## BEGIN Text to read
# Connecting to DB in RDS Guide
### Miles Child - November 2022
#### Northeastern Trading Systems

#### Starting DB and importing necessary packages

Once you have created your database in RDS, make sure that it is configured to be publicly accessible and that you've attached a security group that allows inbound/outbound access from 'All Traffic' on both IPv4 and IPv6. Save the login credentials of the DB as soon as you launch the instance.

Next, navigate to your local python environment and install the pymysql package. This process can be very messy if done incorrectly the first time, so make sure you do the following:

For Python 2.x:
- sudo pip install pymysql.

For Python 3.x:
- sudo pip3 install pymysql.

For either running on Anaconda:
- sudo conda install pymysql.

If that didn't work try APT:
- sudo apt-get install pymysql.

credit: https://stackoverflow.com/a/49354387/20355075

Finally, 'import pymysql' in your project before continuing.

In [63]:
# imports
import pymysql
from model.config import *  # credentials stored here

Now, establish a connection to the db by using pymysql.connect(host=<'someurl.rds.amazonaws.com'>, user=<'username'>, password=<'password'>).

Create a cursor, which can essentially be regarded as an object that executes your queries (written locally) on the DB, stores the result in-memory, and returns it back to this project. Check that the connection and cursor have been made properly by checking the version of the db.

In [64]:
connection = pymysql.connect(host=RDS_HOSTNAME, user=RDS_USER, password=RDS_PASSWORD,
 database='nts_lightning_db_v2', # <-- Optional: The name of the database to connect to. Can be left blank and changed later.
  autocommit=True # <-- Optional: If set to True, the connection will autocommit after every query. This is useful for queries that don't modify the database.
  )
cursor = connection.cursor()
cursor.execute('select version()')

1

In [65]:
cursor.execute('select * from strategy')

10

After successfully establishing a connection to the RDS instance, create a DB and add the neccessary tables/entities/attributes.
## END Text to read
## BEGIN Record extracts
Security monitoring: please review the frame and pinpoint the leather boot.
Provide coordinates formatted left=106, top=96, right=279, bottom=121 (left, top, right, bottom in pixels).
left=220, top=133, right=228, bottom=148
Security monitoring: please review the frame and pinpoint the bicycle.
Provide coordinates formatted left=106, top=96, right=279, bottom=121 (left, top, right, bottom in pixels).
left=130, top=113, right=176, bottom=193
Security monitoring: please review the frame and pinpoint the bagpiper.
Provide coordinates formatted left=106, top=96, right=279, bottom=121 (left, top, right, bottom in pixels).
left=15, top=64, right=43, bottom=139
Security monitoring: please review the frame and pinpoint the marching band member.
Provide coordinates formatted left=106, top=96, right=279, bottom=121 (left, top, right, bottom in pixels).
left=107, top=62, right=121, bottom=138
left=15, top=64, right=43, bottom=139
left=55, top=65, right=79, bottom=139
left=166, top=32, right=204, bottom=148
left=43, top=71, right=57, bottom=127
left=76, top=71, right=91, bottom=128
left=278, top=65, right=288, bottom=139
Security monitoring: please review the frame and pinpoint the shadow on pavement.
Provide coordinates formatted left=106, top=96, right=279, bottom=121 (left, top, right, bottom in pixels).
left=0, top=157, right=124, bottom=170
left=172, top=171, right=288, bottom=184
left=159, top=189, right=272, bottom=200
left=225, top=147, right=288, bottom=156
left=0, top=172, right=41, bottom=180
## END Record extracts
Challenge 1: According to the RDS connection guide, which traffic should the attached security group allow for inbound and outbound access?
Challenge 2: Reproduce the records verbatim, starting at the line that contains "marching band member." and continuing through the last line of the records.
The records are unrelated to the guide.

Worked solution 1: 'All Traffic' on both IPv4 and IPv6.

Worked solution 2:
Security monitoring: please review the frame and pinpoint the marching band member.
Provide coordinates formatted left=106, top=96, right=279, bottom=121 (left, top, right, bottom in pixels).
left=107, top=62, right=121, bottom=138
left=15, top=64, right=43, bottom=139
left=55, top=65, right=79, bottom=139
left=166, top=32, right=204, bottom=148
left=43, top=71, right=57, bottom=127
left=76, top=71, right=91, bottom=128
left=278, top=65, right=288, bottom=139
Security monitoring: please review the frame and pinpoint the shadow on pavement.
Provide coordinates formatted left=106, top=96, right=279, bottom=121 (left, top, right, bottom in pixels).
left=0, top=157, right=124, bottom=170
left=172, top=171, right=288, bottom=184
left=159, top=189, right=272, bottom=200
left=225, top=147, right=288, bottom=156
left=0, top=172, right=41, bottom=180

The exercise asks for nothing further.